▶ [TESTO FORNITO]:
---

Per riassumere la questione nella maniera più didascalica e spicciola possibile, si potrebbe affermare con un certo grado di certezza che, ad oggi, l’elettricità prodotta fuori dall’Europa non è affatto pulita. La questione però non è divisibile per aree geografiche, visto che la percentuale più alta di batterie su scala globale arriva dall’Asia, e rifornisce colossi dell’automotive in tutto il mondo, specie in Europa. In Asia però, come sottolineavamo sopra, l’energia è enormemente meno sostenibile e ben più ricca di CO2, con impatti sull’ambiente molto dannosi.

La morale? Secondo molti – tra cui appunto il patron di Toyota – si tratta di un bilancio al momento insostenibile. Tradotto: il gioco non vale la candela; troppi i costi, troppi gli oneri, troppi i Paesi del tutto sprovvisti di strutture e know-how. Al punto che un effettivo rapido passaggio porterebbe più danni che benefici, come ben riassunto dalle parole di Akio Toyoda:

“Quando i politici dicono 'liberiamoci di tutte le auto che usano la benzina', capiscono cosa stanno davvero dicendo e cosa questo potrebbe significare adesso? In questo momento, più veicoli elettrici produciamo e più crescono le emissioni di anidride carbonica, con il rischio concreto che l’attuale modello di business dell'industria automobilistica collassi del tutto…”.

---

▶ [INFORMAZIONI RIPORTATE]:
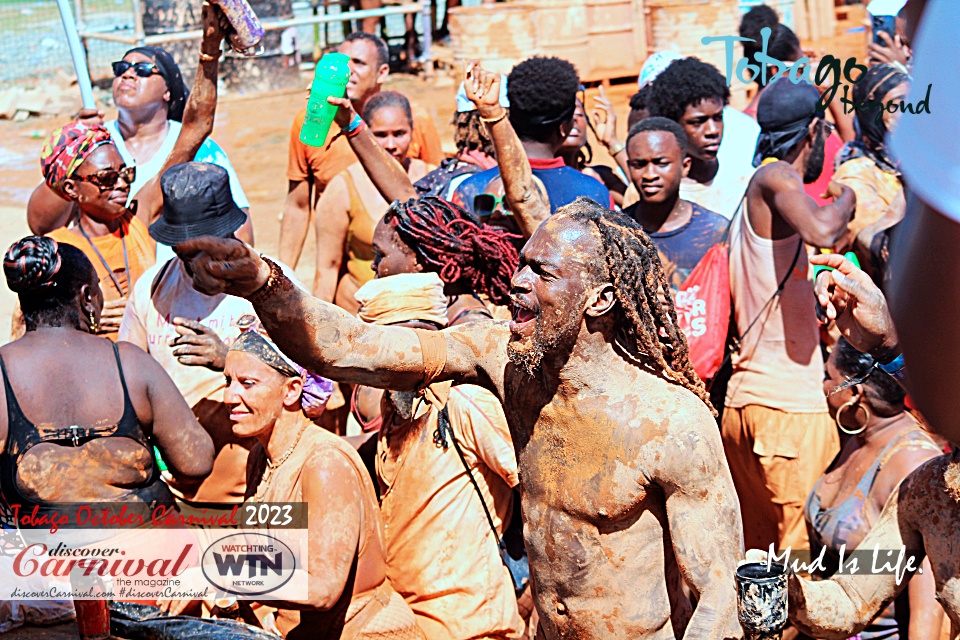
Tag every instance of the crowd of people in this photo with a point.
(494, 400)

---

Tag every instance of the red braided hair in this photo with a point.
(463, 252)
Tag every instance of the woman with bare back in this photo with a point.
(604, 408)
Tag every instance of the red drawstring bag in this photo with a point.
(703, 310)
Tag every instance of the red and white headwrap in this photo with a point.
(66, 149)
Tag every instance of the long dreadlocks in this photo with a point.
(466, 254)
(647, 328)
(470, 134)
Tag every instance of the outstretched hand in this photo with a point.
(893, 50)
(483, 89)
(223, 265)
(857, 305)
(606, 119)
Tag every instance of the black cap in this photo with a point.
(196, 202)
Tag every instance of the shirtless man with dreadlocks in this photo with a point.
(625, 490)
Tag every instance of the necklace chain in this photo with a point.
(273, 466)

---

▶ [ESERCIZI DA SVOLGERE]:
1. Ricopia dal testo sulle auto elettriche il passo che va da "Per riassumere la" fino a "sull’ambiente molto dannosi." compreso.
2. Indica se ciascuna affermazione concorda con il testo sulle auto elettriche, rispondendo sì o no e citando alla lettera le parole che lo stabiliscono.
(a) La percentuale più alta di batterie su scala globale proviene dall'Asia.
(b) L'elettricità prodotta fuori dall'Europa è pulita.
(c) Secondo Akio Toyoda, più veicoli elettrici si producono e più diminuiscono le emissioni di anidride carbonica.
3. Prosegui il testo sulle auto elettriche a partire dal punto in cui si interrompe.

▶ [SOLUZIONI]:
1.
Per riassumere la questione nella maniera più didascalica e spicciola possibile, si potrebbe affermare con un certo grado di certezza che, ad oggi, l’elettricità prodotta fuori dall’Europa non è affatto pulita. La questione però non è divisibile per aree geografiche, visto che la percentuale più alta di batterie su scala globale arriva dall’Asia, e rifornisce colossi dell’automotive in tutto il mondo, specie in Europa. In Asia però, come sottolineavamo sopra, l’energia è enormemente meno sostenibile e ben più ricca di CO2, con impatti sull’ambiente molto dannosi.

2.
(a) Sì: «la percentuale più alta di batterie su scala globale arriva dall’Asia»
(b) No: «l’elettricità prodotta fuori dall’Europa non è affatto pulita»
(c) No: «più veicoli elettrici produciamo e più crescono le emissioni di anidride carbonica»

3.
La soluzione? Non arriverà oggi ma di certo neanche a distanza di anni. Occorre avviare un massiccio lavoro globale che punti a una produzione di elettricità green e un adeguamento delle infrastrutture dedicate, che specie in scenari come quello statunitense e asiatico vuol dire proposte politiche, investimenti quantificabili in trilioni e coinvolgimento di migliaia di compagnie ed enti governativi.

Ma anche una volta fatto tutto ciò, per molti resta ancora difficile immaginare un futuro fatto di sole auto ad emissioni zero.